### 本文
GoogleのGoogle Cloud部門テクニカルインフラストラクチャ担当シニアバイスプレジデント、ウルス・ヘルツル氏はレポートの序文で、レポートについて次のように説明している。
「ユーザーによる洞察や、当社があらゆる規模の企業と行ってきた対話、各種調査の結果、Google社内の知見を結集し、総合的な視点から、現在の状況に加え、価値、イノベーション、競争がどこに向かっているのかを解説した」
さらに同氏は、レポートをまとめた理由として、ビジネスリーダーやITリーダーがクラウドコンピューティングによって、変化するビジネスの世界で業務を展開するのを支援するためだと述べた。レポートの目的として掲げているのは、「企業が既存環境をベースに、クラウドコンピューティングのメリットを活用して未来へと前進し、成功を収めるための戦略を策定するのに必要な洞察を提供すること」だ。

### 提供データ
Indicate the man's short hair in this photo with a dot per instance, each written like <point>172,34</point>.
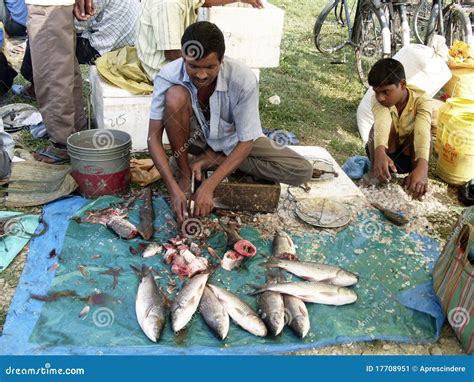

### 課題内容 A
本文について、次の問いに答えてください。
(i) ウルス・ヘルツル氏の役職は何ですか。
(ii) ヘルツル氏はレポートについての説明をレポートのどの部分で述べていますか。
(iii) ヘルツル氏によると、レポートをまとめたのは誰を支援するためですか。
### 課題内容 B
本文の「さらに同氏は、レポートをまと」から「要な洞察を提供すること」だ。」までを、一字一句変えずに書き出してください。
データは本文とは別個の資料です。

### 正しい出力 A
(i) GoogleのGoogle Cloud部門テクニカルインフラストラクチャ担当シニアバイスプレジデント
(ii) 序文
(iii) ビジネスリーダーやITリーダー

### 正しい出力 B
さらに同氏は、レポートをまとめた理由として、ビジネスリーダーやITリーダーがクラウドコンピューティングによって、変化するビジネスの世界で業務を展開するのを支援するためだと述べた。レポートの目的として掲げているのは、「企業が既存環境をベースに、クラウドコンピューティングのメリットを活用して未来へと前進し、成功を収めるための戦略を策定するのに必要な洞察を提供すること」だ。